-- Information supplied follows --

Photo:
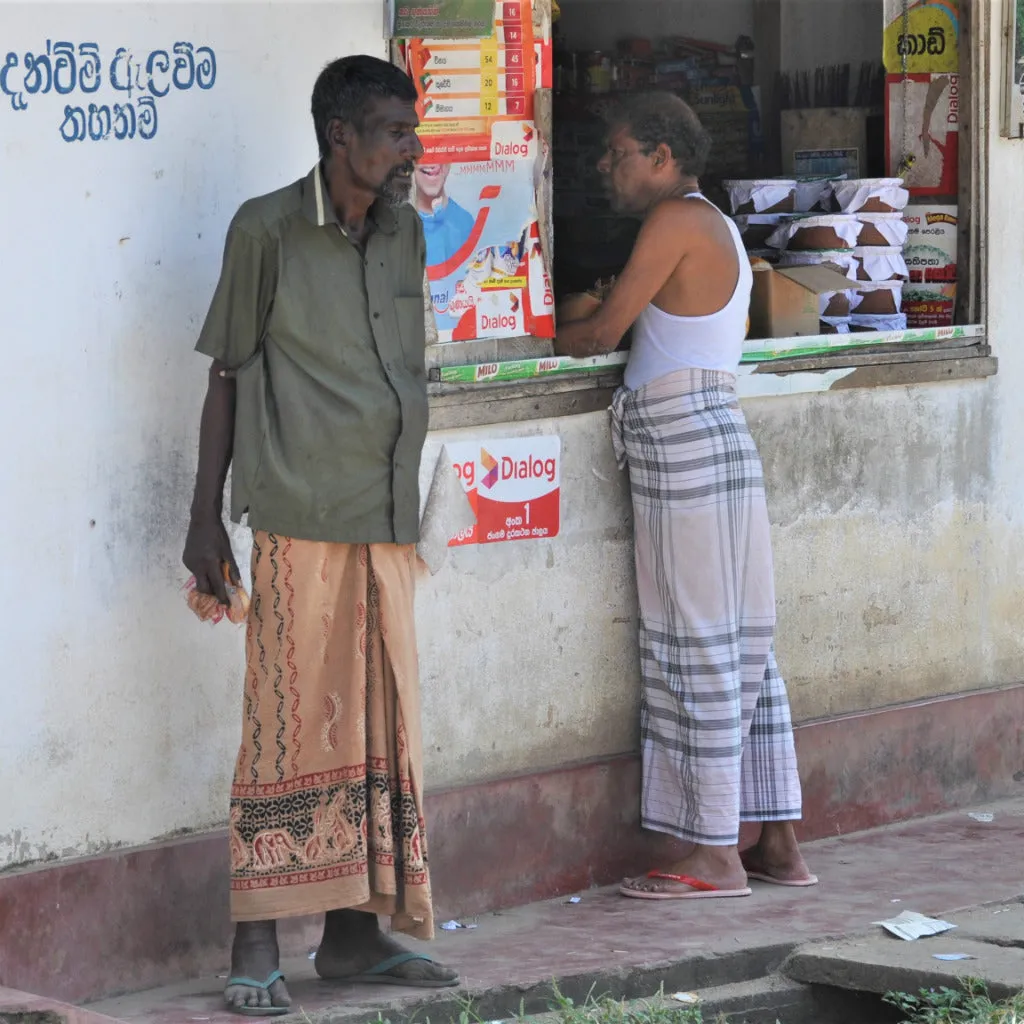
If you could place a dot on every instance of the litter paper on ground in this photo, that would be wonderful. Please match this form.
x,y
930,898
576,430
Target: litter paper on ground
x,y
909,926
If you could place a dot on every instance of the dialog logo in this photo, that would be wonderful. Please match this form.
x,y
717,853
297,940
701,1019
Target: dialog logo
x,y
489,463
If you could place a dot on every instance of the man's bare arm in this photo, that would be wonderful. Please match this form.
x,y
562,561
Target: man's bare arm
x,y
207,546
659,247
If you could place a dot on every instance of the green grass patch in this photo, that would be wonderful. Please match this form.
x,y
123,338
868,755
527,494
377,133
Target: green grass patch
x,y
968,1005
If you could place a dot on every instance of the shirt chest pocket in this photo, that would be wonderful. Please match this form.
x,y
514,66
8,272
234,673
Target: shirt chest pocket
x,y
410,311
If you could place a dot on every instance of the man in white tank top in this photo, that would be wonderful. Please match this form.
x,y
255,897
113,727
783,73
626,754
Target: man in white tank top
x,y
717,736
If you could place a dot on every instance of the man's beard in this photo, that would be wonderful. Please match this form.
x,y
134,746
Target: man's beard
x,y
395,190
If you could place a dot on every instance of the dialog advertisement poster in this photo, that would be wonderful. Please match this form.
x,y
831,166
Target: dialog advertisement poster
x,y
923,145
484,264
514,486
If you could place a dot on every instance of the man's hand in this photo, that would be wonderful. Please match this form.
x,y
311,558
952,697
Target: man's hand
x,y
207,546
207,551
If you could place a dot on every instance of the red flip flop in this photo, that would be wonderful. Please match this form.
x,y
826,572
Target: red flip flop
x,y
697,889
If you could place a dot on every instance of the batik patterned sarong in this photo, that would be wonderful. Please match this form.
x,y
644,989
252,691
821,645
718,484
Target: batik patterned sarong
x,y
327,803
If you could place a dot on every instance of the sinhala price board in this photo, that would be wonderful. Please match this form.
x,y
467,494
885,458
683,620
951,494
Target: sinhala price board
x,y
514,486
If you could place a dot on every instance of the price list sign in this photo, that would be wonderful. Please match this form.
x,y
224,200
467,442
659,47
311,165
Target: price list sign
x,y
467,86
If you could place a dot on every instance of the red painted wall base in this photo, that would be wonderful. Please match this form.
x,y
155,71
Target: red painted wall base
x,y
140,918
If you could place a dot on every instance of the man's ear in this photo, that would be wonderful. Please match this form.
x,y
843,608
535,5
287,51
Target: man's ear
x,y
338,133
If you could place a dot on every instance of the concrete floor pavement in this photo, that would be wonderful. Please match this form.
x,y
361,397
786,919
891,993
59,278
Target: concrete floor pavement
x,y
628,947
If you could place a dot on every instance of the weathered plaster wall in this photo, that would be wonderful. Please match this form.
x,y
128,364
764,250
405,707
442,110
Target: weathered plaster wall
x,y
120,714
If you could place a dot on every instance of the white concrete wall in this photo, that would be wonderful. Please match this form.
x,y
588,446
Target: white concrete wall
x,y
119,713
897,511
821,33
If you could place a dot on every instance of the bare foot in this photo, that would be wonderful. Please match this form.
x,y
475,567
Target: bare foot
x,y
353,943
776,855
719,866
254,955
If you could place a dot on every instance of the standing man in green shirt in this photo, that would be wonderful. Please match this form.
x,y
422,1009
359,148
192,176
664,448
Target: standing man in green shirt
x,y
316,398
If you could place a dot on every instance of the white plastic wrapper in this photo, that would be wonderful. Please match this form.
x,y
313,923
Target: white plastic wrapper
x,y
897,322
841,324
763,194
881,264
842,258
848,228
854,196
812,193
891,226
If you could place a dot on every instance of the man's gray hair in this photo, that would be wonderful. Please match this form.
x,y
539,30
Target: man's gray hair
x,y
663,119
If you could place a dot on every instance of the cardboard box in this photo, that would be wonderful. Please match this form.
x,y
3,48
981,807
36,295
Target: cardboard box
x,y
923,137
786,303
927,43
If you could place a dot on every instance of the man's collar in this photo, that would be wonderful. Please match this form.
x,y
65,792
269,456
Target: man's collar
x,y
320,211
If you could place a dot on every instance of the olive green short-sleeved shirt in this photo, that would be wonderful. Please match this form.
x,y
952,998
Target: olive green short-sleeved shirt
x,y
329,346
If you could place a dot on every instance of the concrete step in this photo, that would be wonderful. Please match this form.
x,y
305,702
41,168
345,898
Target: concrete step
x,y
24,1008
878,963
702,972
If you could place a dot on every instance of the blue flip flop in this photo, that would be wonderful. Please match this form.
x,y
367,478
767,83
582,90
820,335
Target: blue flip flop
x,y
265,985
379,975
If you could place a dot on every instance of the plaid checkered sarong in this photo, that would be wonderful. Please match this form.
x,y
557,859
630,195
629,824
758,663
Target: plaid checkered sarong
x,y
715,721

-- Information supplied concluded --

● **Work instructions**:
Produce a verbatim transcription of every line in the listing, images omitted.

● **Response for this exercise**:
Photo:
If you could place a dot on every instance of the litter paper on ground in this photo, that would be wonderful. Please match this form.
x,y
930,898
576,430
Target: litter paper on ground
x,y
909,926
If you could place a dot on every instance of the dialog logo in this photo, that would be wonderful. Please match this form.
x,y
717,853
297,940
701,1019
Target: dialog logo
x,y
489,463
If you could place a dot on every instance of the man's bare arm in this photo, that would be wonderful. Please match this form.
x,y
562,561
Target: man's bare arm
x,y
207,546
659,247
If you could place a dot on every instance of the green grass patch in this photo, that would be wonderful. Please match this form.
x,y
123,338
868,755
527,494
377,133
Target: green grass patch
x,y
968,1005
If you could place a dot on every instance of the shirt chest pocket in this photo, that would be wonderful. Please match this form.
x,y
514,66
8,272
234,673
Target: shirt chest pocket
x,y
410,311
If you could place a dot on every instance of the man in white tank top in this photo, that would be wonderful. Please match this form.
x,y
255,897
113,727
783,73
626,754
Target: man in white tank top
x,y
717,736
If you could place a dot on every instance of the man's beard in this photo, that would be wonderful. Please match this form.
x,y
134,746
Target: man's beard
x,y
395,190
If you could place a dot on every instance of the dialog advertisement poster in this photo, that would be wonderful. Please match this form.
x,y
831,166
Target: dialog advertisement poster
x,y
923,145
484,264
514,486
If you could place a dot on every instance of the man's hand in this photo, that would be wonderful. Please match this form.
x,y
311,558
952,697
Target: man's hand
x,y
207,546
207,551
If you could place a dot on every instance of the red flip flop in this photo, that would be wonderful. Please match this form.
x,y
826,572
Target: red flip flop
x,y
697,889
If you could place a dot on every instance of the batik patterned sarong in this photo, that would be wonderful. Please match this form.
x,y
644,989
252,691
821,645
718,484
Target: batik patterned sarong
x,y
327,803
If you could place a dot on every instance of the sinhala price board in this photo, that would be wonderful. Please match this form.
x,y
467,494
885,458
683,620
951,494
Target: sinhala price board
x,y
514,486
If you could place a dot on every instance of the price list sign in this photo, that would be wonderful. Please match this form.
x,y
224,200
467,442
659,47
311,165
Target: price list sign
x,y
467,86
If you could place a dot on every instance of the red painted wall base in this photo, that would be wonderful. Please match this form.
x,y
155,71
Target: red painted wall base
x,y
140,918
If you could place a dot on every instance of the man's ear in this photo, that would be wonderful. Please match this form.
x,y
843,608
535,5
287,51
Target: man's ear
x,y
338,133
If you could place a dot on every instance of the concrete floor pavement in this photo, that would be wonderful. Please match this form.
x,y
361,397
786,919
891,993
59,278
Target: concrete floor pavement
x,y
628,947
If you could place a dot on every instance of the weathered plaster wall in this photo, that would be wonderful. Please match this form.
x,y
128,364
764,250
405,707
442,110
Target: weathered plaster wall
x,y
120,714
If you could place a dot on every instance of the white concrete wall in this photo, that would be wonderful. Please match this form.
x,y
588,446
Target: white concrete wall
x,y
119,713
897,511
821,33
If you could place a dot on every instance of the bare foot in this photo, that would be wonderful. Please match this form.
x,y
475,567
Target: bare foot
x,y
353,943
776,855
719,866
254,955
If you could place a dot on every instance of the standing man in green shirt in this photo, that would be wonderful. Please match this form.
x,y
422,1009
359,148
192,176
664,448
Target: standing man in green shirt
x,y
316,398
If you could place a dot on every instance of the white plastic wrapper in this photo, that would be wonderful. Please match this form.
x,y
313,923
Target: white plastic wrapper
x,y
897,322
841,324
763,194
881,264
842,258
848,228
854,196
812,193
891,226
If you could place a dot on every instance of the man's gray hair in this photo, that would be wonderful. Please match this form.
x,y
539,30
Target: man's gray hair
x,y
663,119
If you could place a dot on every instance of the cardboard box in this photo, that would be wonderful. Please match this form.
x,y
3,48
981,807
36,295
Target: cardboard box
x,y
923,137
786,303
927,43
If you could place a dot on every instance of the man's collar in this photo, that would be wonderful. Please match this form.
x,y
65,792
269,456
Target: man's collar
x,y
320,211
If you could place a dot on every instance of the olive green short-sleeved shirt in this photo, that would be wonderful. Please match this form.
x,y
952,998
Target: olive green short-sleeved shirt
x,y
329,346
If you could place a dot on every instance of the concrete step in this photo, that would be wonderful. Please match this form.
x,y
305,702
41,168
345,898
Target: concrete step
x,y
24,1008
878,963
702,972
If you could place a dot on every instance of the blue flip flop in this photo, that would be wonderful. Please match this form.
x,y
367,478
767,83
582,90
820,335
Target: blue flip flop
x,y
265,985
379,975
If you could place a dot on every instance of the plaid checkered sarong in this photo, that would be wonderful. Please match this form.
x,y
557,859
630,195
629,824
758,663
Target: plaid checkered sarong
x,y
715,721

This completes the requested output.